▶ [Rows from a pointing dataset]:
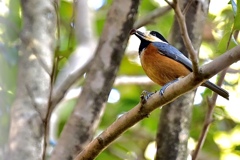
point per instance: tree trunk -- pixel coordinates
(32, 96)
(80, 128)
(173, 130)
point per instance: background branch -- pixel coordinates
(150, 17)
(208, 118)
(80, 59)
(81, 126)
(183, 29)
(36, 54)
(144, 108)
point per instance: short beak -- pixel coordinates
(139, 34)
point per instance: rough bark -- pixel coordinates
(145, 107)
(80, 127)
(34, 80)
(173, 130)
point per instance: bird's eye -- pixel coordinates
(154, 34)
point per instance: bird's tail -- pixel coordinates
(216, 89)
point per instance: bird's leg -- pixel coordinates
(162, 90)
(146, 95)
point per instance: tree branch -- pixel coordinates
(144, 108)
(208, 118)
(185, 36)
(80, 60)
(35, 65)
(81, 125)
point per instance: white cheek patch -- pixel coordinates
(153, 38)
...
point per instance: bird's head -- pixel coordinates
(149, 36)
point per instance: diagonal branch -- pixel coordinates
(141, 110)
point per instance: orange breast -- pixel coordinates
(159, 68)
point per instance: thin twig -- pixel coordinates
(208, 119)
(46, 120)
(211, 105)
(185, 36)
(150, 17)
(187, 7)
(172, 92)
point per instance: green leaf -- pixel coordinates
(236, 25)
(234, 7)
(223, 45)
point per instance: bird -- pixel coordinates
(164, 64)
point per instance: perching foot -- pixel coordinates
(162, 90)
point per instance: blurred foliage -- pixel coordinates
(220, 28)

▶ [GIVEN INSTRUCTION]:
Which lines of the listing contain the string "branch", matching case exactly? Find each one and copy it out in full.

▶ [EXERCISE OUTPUT]:
point per instance: background branch -- pixel coordinates
point per instance: tree branch -- pixel coordinates
point per instance: diagonal branch -- pixel coordinates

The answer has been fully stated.